TASK TO CARRY OUT
Write out only the lines from the line containing "arched doorway, that would be wonderful." to the end of the listing below, both included, exactly as they stand. Drop the pictures.

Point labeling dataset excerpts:
------------------------------

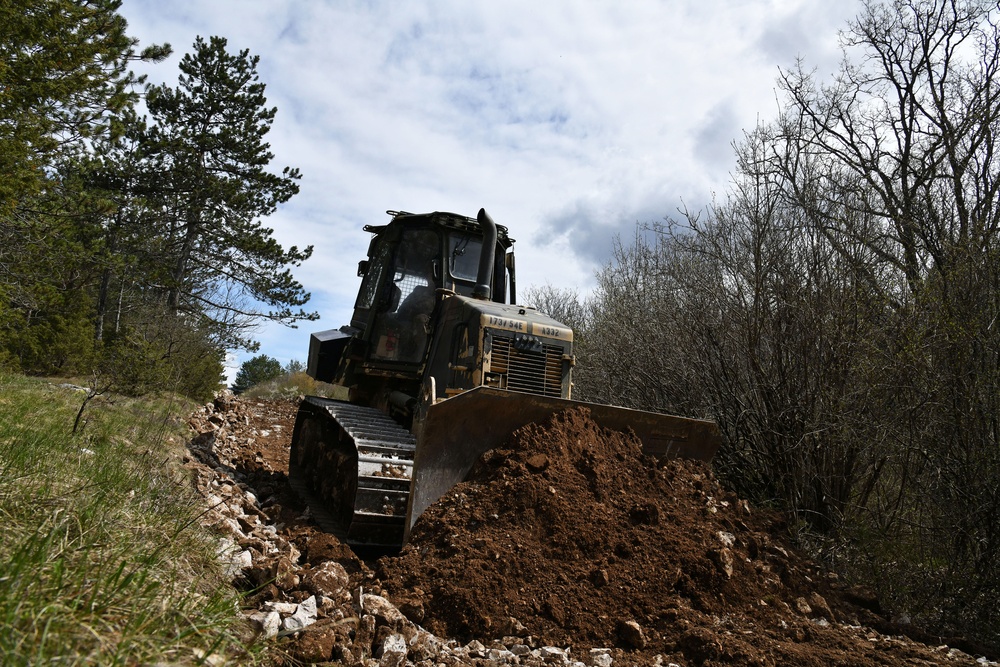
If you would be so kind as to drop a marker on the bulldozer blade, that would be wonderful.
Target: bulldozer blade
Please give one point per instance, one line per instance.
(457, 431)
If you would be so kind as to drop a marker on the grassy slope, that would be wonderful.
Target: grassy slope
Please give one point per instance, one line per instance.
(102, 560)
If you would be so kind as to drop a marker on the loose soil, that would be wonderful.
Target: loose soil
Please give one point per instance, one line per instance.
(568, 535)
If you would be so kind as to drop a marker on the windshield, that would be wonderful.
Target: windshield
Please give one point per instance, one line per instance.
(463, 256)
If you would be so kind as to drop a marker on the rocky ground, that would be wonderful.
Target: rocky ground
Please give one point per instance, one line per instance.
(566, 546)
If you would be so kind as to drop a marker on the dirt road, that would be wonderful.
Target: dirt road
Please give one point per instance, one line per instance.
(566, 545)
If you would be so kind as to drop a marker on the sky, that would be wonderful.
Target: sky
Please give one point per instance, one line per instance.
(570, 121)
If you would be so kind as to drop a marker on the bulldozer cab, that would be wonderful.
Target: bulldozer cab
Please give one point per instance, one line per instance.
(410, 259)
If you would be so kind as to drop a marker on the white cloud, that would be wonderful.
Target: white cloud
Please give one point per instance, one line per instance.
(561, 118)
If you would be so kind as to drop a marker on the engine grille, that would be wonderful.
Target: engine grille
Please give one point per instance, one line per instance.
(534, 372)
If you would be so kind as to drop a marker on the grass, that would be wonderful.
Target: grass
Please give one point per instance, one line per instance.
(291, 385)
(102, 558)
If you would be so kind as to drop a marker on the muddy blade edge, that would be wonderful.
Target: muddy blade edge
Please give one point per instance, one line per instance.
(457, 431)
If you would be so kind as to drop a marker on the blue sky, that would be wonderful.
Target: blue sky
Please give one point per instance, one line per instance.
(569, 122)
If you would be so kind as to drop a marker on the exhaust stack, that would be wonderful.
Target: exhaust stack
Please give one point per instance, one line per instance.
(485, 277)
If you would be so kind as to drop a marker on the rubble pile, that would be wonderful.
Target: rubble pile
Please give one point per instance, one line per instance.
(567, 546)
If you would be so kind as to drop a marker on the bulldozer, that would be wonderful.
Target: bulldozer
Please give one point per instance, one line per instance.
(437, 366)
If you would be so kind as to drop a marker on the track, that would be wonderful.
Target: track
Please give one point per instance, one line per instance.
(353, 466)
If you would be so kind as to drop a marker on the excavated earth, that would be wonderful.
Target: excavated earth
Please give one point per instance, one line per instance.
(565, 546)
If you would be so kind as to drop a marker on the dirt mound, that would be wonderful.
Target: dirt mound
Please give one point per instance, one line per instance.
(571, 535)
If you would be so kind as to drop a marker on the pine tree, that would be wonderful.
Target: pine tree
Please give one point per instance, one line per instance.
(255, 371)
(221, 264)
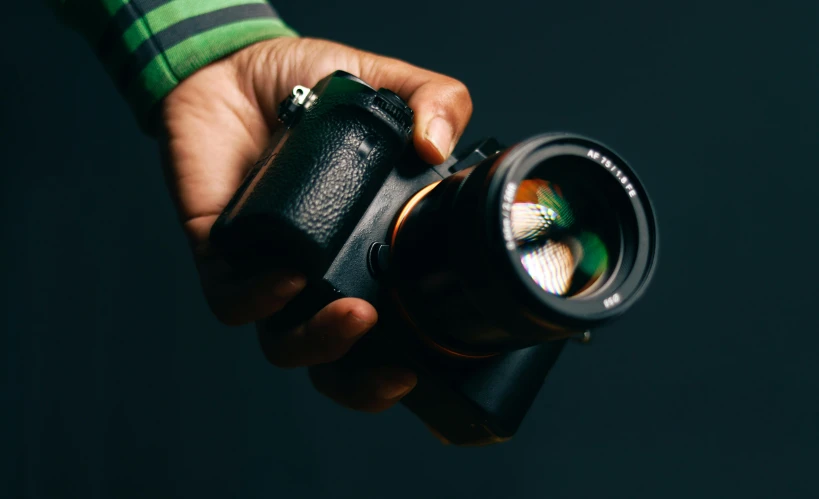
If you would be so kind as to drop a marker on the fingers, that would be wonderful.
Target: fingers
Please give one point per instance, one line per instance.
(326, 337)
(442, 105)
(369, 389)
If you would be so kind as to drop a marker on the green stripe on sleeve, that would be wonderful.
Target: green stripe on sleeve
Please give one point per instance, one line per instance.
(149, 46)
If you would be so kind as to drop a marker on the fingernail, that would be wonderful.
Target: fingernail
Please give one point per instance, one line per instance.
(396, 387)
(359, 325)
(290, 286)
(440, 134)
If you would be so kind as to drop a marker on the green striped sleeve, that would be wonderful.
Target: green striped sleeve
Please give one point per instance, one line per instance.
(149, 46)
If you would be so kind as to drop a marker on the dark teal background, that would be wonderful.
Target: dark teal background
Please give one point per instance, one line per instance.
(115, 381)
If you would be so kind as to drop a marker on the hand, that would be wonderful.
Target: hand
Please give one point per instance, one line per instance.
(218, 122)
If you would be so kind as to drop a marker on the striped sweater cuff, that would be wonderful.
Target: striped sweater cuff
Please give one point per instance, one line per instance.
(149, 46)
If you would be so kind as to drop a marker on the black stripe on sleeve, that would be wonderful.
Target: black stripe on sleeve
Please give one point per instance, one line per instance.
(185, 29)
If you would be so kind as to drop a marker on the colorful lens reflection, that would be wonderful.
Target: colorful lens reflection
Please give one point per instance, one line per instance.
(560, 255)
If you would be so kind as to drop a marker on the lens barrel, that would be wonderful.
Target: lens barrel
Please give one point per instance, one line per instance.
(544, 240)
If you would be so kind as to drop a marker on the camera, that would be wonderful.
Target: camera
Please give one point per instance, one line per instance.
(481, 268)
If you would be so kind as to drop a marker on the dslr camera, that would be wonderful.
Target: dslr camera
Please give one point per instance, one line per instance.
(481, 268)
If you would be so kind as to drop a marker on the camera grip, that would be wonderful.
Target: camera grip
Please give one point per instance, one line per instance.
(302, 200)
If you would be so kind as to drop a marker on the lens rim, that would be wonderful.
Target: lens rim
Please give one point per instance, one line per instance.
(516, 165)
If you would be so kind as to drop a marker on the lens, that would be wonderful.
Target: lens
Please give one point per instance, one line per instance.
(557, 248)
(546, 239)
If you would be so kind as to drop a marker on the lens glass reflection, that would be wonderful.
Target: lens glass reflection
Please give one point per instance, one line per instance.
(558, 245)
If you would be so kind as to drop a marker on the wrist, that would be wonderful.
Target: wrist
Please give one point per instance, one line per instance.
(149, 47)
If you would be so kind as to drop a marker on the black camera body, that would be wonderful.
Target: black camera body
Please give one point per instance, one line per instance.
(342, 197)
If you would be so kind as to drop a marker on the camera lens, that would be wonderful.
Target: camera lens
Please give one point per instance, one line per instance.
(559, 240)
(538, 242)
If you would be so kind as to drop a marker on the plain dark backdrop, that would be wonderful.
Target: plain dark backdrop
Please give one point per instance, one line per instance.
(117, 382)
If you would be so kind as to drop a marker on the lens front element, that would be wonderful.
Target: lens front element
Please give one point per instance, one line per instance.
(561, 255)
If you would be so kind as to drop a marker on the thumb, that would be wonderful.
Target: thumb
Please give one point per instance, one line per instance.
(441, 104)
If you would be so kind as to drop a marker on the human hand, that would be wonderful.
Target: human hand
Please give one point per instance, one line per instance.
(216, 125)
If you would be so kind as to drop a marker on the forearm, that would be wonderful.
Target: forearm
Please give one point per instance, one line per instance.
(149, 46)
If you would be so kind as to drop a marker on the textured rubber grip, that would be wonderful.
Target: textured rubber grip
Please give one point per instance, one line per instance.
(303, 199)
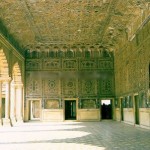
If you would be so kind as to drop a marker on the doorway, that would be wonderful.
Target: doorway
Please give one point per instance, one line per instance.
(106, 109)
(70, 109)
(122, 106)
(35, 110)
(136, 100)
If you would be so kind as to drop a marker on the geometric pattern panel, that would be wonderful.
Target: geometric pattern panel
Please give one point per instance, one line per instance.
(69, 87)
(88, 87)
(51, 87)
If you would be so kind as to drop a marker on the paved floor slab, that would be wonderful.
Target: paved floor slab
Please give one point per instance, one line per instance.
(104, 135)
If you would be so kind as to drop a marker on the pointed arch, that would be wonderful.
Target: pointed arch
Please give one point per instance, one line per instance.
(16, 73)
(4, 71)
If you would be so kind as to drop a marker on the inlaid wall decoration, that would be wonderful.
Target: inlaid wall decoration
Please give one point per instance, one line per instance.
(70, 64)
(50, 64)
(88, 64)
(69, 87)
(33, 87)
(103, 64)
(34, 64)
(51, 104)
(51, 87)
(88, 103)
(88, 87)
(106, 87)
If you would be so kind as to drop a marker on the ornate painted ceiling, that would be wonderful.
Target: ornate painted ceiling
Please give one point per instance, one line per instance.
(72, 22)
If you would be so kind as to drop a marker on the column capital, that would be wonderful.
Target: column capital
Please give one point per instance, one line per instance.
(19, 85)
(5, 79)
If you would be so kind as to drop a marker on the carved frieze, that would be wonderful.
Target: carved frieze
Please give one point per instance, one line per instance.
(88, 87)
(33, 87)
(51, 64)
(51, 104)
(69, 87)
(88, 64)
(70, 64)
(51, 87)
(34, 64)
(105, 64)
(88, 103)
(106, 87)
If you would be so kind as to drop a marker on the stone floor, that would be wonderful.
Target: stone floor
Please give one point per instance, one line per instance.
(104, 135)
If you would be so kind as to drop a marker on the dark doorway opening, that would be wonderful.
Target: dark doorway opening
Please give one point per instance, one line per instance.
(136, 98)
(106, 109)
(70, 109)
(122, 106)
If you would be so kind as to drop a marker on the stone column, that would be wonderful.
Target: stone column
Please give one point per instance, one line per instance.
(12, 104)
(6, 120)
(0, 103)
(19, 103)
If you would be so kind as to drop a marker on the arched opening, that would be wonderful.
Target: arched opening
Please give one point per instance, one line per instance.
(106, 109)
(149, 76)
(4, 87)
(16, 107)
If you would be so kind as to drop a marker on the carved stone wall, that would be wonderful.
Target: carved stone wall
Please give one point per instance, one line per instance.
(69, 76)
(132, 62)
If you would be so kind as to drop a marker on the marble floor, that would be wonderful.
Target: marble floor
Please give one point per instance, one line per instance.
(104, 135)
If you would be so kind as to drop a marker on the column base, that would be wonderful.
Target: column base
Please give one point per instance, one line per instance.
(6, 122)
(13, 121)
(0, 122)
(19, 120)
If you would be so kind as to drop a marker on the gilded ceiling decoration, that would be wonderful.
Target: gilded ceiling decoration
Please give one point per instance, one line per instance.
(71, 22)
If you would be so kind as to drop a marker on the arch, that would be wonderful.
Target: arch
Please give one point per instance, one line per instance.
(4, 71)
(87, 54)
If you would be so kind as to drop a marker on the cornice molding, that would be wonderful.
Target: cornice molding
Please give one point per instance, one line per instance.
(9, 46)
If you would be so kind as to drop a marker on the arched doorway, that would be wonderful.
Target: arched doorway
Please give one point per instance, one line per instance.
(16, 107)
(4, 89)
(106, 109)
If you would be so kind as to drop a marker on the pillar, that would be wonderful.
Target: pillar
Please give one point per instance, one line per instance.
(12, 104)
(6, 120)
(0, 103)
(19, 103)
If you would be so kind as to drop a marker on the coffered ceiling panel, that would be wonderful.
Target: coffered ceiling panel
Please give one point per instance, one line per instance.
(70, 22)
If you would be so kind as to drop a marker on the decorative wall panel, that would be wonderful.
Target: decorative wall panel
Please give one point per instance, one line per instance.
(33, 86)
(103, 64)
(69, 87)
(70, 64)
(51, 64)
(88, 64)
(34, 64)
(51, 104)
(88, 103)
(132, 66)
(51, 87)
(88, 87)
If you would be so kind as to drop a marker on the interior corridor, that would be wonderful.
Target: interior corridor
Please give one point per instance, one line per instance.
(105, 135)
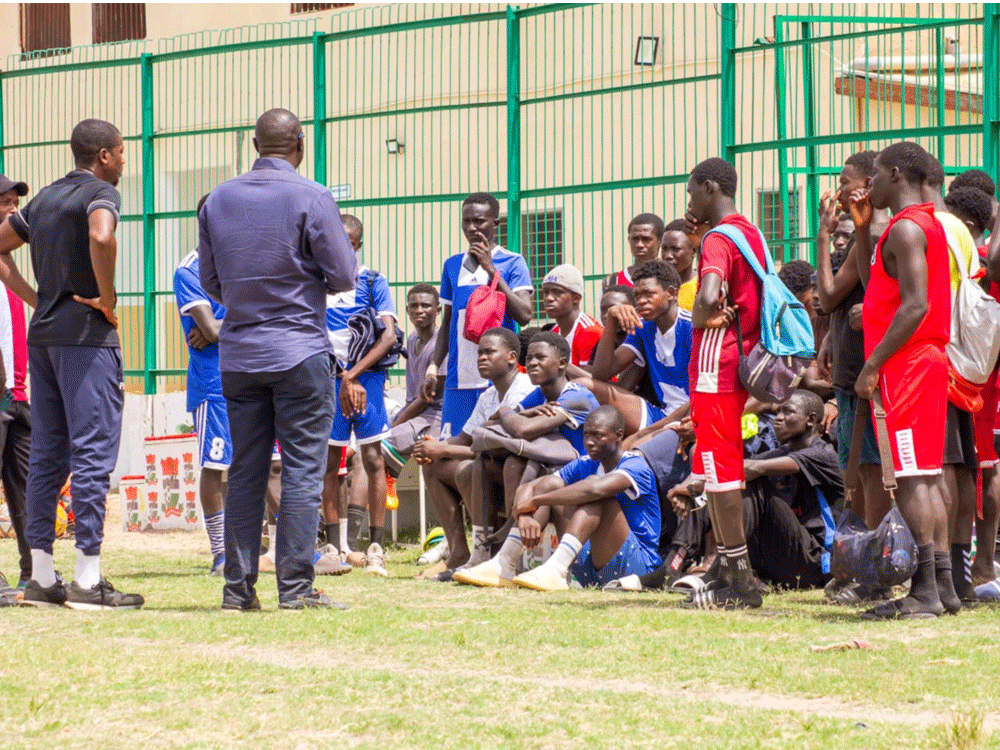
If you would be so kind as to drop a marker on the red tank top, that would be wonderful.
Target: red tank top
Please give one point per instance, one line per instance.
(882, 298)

------------------------------

FINAL RESULT
If you would be so kind as to drop a marker on the arched doorway, that would be wonderful.
Target: arched doorway
Please give one point per instance, one line per instance.
(16, 107)
(4, 89)
(106, 109)
If you would be so kind as to drop a marker on the pillar, that would be wonderful.
Target: pillar
Please give one point per instance, one line per instance.
(12, 104)
(6, 120)
(0, 103)
(19, 103)
If you would be so kind as to drop a marker on the coffered ceiling panel, that would be wonderful.
Target: coffered ceiling panel
Please give one point per instance, one line per instance.
(70, 22)
If you would be so kind as to drop a marker on the decorative wall panel, that would be wonderful.
Target: decorative wall panel
Please give one point per instance, one line per instance.
(33, 86)
(103, 64)
(69, 87)
(70, 64)
(51, 64)
(88, 64)
(34, 64)
(51, 104)
(88, 103)
(132, 66)
(51, 87)
(88, 87)
If you would be so kind as to drop a marker on the interior corridor, that would be wonderful.
Target: interior corridor
Please give one point per instance, one line per instance.
(105, 135)
If you would be so kind as to drop a marker on the red tank top, that would be wonderful.
Target: red tank top
Please give one point per instance, one line per instance.
(882, 298)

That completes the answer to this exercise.